Benjamin Franklin sur le luxe, la paresse et le travail

Lettre à Benjamin Vaughn, de France, 1784*.
[Membre du parlement d’Angleterre, pour le bourg de Calne, en Wiltshire. Il était lié d’amitié avec Franklin.]

On ne peut s’empêcher d’être étonné, quand on voit combien les affaires de ce monde sont conduites à contre-sens. Il est naturel d’imaginer que l’intérêt d’un petit nombre d’individus devrait céder à l’intérêt général. Mais les individus mettent à leurs affaires beaucoup plus d’application, d’activité et d’adresse que le public n’en met aux siennes ; de sorte que l’intérêt général est très souvent sacrifié à l’intérêt particulier.
Nous assemblons des parlements et des conseils, pour profiter de leur sagesse collective : mais en même temps, nous avons nécessairement l’inconvénient de leurs passions réunies, de leurs préjugés et de leurs intérêts personnels. Par ce moyen, des hommes artificieux triomphent de la sagesse, et trompent même ceux qui la possèdent ; et si nous en jugeons par les actes, les arrêts, les édits, qui règlent la destinée du monde et les rapports du commerce, une assemblée d’hommes importants, est le corps le plus fou qui existe sur la terre.
Certes, je n’ai encore rien trouvé pour remédier au luxe. Je ne suis même pas sûr qu’on puisse y réussir dans un grand état, ni que ce soit toujours un mal aussi dangereux qu’on le croit.

Supposons qu’on comprenne, dans la définition du luxe, toutes les dépenses inutiles. Examinons ensuite s’il est possible d’exécuter, dans un pays étendu, les lois qui s’opposent à ces dépenses ; et si, en les exécutant, les habitants de ce pays doivent être plus heureux, ou même plus riches.

L’espoir de devenir un jour en état de se procurer les jouissances du luxe, n’est-il pas un puissant aiguillon pour le travail et pour l’industrie ? Le luxe ne peut-il pas, par conséquent, produire plus qu’il ne consomme, puisqu’il est vrai que, sans un motif extraordinaire, les hommes seraient naturellement portés à vivre dans l’indolence et dans la paresse ?

Cela me rappelle un trait que je vais vous citer.

» **Objectif 1**
Filtrez la liste ci-dessous pour ne garder que les lignes qui contiennent la chaîne « finial », en tenant compte de la casse.

[Relevés d'identification de positions]
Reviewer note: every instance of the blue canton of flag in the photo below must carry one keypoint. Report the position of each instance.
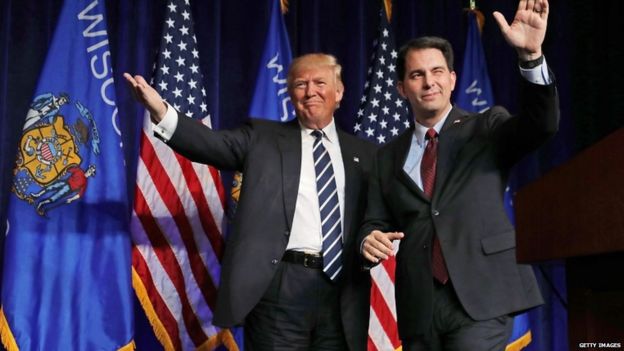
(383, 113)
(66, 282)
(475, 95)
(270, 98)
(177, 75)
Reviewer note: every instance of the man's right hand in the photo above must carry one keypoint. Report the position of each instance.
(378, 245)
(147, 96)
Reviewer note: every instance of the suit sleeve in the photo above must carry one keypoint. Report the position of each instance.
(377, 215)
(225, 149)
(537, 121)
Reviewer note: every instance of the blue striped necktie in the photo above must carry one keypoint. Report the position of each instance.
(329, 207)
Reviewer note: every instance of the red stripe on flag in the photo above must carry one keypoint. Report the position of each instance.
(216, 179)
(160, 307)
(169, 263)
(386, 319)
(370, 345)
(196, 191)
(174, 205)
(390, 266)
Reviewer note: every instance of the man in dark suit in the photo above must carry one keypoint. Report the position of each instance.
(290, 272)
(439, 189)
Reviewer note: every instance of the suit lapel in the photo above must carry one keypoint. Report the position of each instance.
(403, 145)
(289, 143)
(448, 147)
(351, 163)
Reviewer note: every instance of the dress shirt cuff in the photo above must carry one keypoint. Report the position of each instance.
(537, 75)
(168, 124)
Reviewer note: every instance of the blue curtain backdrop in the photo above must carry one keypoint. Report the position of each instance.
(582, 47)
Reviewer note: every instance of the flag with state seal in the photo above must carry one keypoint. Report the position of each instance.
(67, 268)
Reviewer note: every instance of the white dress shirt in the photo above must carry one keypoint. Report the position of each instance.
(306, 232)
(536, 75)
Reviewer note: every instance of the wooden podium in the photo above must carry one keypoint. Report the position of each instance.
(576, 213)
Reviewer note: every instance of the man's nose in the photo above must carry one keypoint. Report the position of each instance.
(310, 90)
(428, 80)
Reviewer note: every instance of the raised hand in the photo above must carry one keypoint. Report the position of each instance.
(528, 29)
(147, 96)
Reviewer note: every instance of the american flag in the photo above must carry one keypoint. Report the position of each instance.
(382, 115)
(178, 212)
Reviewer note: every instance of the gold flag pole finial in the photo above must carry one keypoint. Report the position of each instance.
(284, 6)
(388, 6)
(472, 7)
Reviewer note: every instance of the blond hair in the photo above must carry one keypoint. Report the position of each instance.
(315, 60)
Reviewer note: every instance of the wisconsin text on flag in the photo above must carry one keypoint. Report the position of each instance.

* * *

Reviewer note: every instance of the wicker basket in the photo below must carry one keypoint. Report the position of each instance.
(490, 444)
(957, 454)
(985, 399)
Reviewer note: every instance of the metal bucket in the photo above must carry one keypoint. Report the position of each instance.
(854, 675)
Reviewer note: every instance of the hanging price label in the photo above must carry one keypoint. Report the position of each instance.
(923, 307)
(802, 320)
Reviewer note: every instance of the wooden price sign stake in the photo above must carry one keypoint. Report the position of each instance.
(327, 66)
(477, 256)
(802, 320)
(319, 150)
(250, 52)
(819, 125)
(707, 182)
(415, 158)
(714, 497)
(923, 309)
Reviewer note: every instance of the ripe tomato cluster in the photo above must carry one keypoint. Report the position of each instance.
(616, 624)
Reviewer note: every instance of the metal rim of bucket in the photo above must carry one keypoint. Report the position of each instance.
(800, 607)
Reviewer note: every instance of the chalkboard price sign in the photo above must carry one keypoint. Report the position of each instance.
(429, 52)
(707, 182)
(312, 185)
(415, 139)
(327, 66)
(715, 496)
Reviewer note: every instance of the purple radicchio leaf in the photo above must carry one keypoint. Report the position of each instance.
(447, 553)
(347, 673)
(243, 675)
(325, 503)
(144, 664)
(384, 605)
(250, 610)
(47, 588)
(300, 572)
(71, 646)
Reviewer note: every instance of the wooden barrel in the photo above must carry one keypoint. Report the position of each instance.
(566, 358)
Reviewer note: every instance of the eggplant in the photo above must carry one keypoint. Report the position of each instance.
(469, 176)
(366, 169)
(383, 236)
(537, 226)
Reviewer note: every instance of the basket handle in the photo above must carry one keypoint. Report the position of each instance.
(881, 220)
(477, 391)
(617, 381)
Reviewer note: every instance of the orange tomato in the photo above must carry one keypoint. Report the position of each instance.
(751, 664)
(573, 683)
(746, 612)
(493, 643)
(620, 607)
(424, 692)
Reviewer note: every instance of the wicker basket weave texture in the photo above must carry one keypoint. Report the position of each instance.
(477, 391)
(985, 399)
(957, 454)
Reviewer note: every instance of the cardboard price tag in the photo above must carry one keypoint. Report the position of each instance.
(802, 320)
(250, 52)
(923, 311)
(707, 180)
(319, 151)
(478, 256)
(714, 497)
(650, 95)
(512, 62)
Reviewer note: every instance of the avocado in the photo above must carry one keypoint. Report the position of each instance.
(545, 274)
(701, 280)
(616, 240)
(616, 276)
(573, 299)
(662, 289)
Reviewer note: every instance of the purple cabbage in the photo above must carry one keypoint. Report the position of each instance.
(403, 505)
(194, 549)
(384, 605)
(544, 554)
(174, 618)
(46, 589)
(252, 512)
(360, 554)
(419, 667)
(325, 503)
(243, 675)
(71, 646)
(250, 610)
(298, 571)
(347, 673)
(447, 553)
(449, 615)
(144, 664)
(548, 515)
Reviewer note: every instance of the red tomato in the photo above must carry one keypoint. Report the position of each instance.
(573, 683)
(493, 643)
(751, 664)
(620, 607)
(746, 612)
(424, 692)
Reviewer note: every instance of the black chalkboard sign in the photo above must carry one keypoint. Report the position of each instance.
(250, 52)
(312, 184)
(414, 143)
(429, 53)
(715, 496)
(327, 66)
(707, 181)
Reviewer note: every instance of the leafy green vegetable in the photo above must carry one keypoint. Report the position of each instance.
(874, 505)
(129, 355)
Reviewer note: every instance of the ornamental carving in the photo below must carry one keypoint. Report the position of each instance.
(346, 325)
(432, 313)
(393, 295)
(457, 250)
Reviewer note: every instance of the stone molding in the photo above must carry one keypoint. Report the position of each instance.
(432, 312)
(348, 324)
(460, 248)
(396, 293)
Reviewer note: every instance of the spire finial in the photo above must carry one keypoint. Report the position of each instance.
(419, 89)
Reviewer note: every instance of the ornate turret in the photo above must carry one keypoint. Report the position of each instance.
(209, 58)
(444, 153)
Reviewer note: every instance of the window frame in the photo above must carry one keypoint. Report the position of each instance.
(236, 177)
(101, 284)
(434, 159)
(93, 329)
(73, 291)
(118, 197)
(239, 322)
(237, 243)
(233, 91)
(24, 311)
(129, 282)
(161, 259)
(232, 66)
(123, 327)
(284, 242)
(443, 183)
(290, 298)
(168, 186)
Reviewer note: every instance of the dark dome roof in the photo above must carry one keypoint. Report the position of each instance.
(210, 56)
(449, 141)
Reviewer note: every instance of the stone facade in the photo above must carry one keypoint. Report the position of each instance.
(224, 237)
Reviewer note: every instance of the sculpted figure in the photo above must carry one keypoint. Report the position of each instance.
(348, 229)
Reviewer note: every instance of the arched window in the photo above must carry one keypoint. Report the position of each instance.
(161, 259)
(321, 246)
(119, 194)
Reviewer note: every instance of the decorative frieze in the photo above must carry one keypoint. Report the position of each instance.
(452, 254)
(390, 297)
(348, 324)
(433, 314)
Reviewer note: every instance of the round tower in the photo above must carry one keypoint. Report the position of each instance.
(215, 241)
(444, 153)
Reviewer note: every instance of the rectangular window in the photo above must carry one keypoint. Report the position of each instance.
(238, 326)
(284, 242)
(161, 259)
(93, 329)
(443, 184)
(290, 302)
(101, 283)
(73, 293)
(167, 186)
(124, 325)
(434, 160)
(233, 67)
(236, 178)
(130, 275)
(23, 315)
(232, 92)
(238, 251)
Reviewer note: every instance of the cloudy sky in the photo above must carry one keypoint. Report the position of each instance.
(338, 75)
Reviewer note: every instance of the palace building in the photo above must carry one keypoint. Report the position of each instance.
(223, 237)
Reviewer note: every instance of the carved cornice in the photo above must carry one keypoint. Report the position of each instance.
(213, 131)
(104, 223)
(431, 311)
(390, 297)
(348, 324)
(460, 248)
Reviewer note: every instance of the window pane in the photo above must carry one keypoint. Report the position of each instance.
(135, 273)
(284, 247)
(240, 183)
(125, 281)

» **Objectif 2**
Veuillez reproduire le passage de la lettre de Franklin sur le luxe ci-dessus, en commençant à « L’espoir de devenir » et en terminant à « vais vous citer. ».

» **Résultat complet 1**
Reviewer note: every instance of the gold flag pole finial in the photo above must carry one keypoint. Report the position of each instance.
Reviewer note: every instance of the spire finial in the photo above must carry one keypoint. Report the position of each instance.

» **Résultat complet 2**
L’espoir de devenir un jour en état de se procurer les jouissances du luxe, n’est-il pas un puissant aiguillon pour le travail et pour l’industrie ? Le luxe ne peut-il pas, par conséquent, produire plus qu’il ne consomme, puisqu’il est vrai que, sans un motif extraordinaire, les hommes seraient naturellement portés à vivre dans l’indolence et dans la paresse ?

Cela me rappelle un trait que je vais vous citer.